--- Esercizi da svolgere ---
(1) Trascrivi dal testo sulla mobilità a Milano il passo che va da "La mobilità è come" fino a "motorini, biciclette, monopattini." incluso.
(2) Come può proseguire il testo sulla mobilità a Milano? Scrivine il seguito a partire dalla sua ultima frase.

Mobilità, ossia la Fenice di Milano

La parola mobilità è uno dei tanti slogan che sentiamo tutti i giorni, c’è chi pensa che mobilità sia dipingere delle strisce blu per terra e chi pensa che sia far scorrazzare monopattini ovunque. Tutti parlano di mobilità per interessi di bottega, è del tutto evidente che le concessioni ai servizi di sharing siano una fonte di reddito importante, siano esse per auto, motorini, biciclette e monopattini, quello che evidentemente manca è una visione complessiva della mobilità a Milano.

La mobilità è come la Fenice “che ci sia ognun lo dice, ove sia nessun lo sa”. Tutto nasce dall’ideologismo che ha contraddistinto le giunte Pisapia e Sala, mobilità non è fare la guerra alle auto dipingendo strisce bianche per terra che vengono chiamate “piste ciclabili”, quando al massimo possono essere definite “corsie ciclabili”.

Ciò di cui Milano ha bisogno è un sistema della mobilità multimodale integrato in cui trovino spazio tutti i possibili vettori usati dai milanesi: trasporto pubblico, auto, moto, motorini, biciclette, monopattini.

Oltre alla varietà di vettori bisogna considerare anche le specifiche tipologie di attività da svolgere, forse non è noto, ma la corsia ciclabile malamente dipinta in Corso Buenos Aires complica la vita agli esercenti di pubblici esercizi, mobilità è anche il supporto alla logistica che ogni giorno serve ai negozi di Milano.

[Estratti del dataset]
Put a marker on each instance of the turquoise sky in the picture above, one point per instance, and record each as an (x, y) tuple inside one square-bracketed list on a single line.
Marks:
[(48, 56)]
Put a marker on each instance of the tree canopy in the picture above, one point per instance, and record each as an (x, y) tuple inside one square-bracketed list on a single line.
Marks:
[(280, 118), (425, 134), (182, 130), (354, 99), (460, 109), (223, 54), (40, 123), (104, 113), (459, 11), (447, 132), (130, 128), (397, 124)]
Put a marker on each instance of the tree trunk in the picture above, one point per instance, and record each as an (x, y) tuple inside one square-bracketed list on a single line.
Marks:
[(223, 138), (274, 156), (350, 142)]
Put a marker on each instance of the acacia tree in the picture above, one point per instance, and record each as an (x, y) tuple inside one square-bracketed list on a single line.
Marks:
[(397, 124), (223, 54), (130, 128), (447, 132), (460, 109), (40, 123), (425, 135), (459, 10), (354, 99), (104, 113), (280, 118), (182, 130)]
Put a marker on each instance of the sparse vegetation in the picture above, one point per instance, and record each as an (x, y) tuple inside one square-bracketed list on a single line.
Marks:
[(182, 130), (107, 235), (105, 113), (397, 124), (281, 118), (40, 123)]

--- Soluzioni degli esercizi ---
(1)
La mobilità è come la Fenice “che ci sia ognun lo dice, ove sia nessun lo sa”. Tutto nasce dall’ideologismo che ha contraddistinto le giunte Pisapia e Sala, mobilità non è fare la guerra alle auto dipingendo strisce bianche per terra che vengono chiamate “piste ciclabili”, quando al massimo possono essere definite “corsie ciclabili”.

Ciò di cui Milano ha bisogno è un sistema della mobilità multimodale integrato in cui trovino spazio tutti i possibili vettori usati dai milanesi: trasporto pubblico, auto, moto, motorini, biciclette, monopattini.

(2)
Le improvvide iniziative della giunta Sala hanno mosso guerra alle auto, che da molti anni sono oggetto dell’ostilità della sinistra milanese. Gli ultimi parcheggi costruiti a Milano sono quelli voluti dai sindaci di Centrodestra. Il Comune guadagna soldi dalle concessioni di sharing e, contemporaneamente, ne incassa altri da una politica di multe continue che privano la città di un flusso adeguato di auto. Mobilità è agevolare ogni movimento, non creare steccati ed ostacoli d’ogni tipo. Le dimensioni esagerate delle nuove piazzole degli autobus e tram sono un chiaro esempio di ostacolo al movimento. Provate a passare nello spazio tra le rotaie e la piazzola di un tram con la vostra bici, è pericolosissimo.

Il sistema della mobilità milanese non si inventa durante la pandemia dipingendo strisce bianche senza criterio, ci vuole un processo di analisi e di ascolto del territorio che la sinistra non ha. La giunta Sala cerca disperatamente di sostenere che il grande numero di ciclisti che passerebbe in Buenos Aires è un fatto importante, i negozianti della zona protestano da tempo invano e non sono assolutamente d’accordo.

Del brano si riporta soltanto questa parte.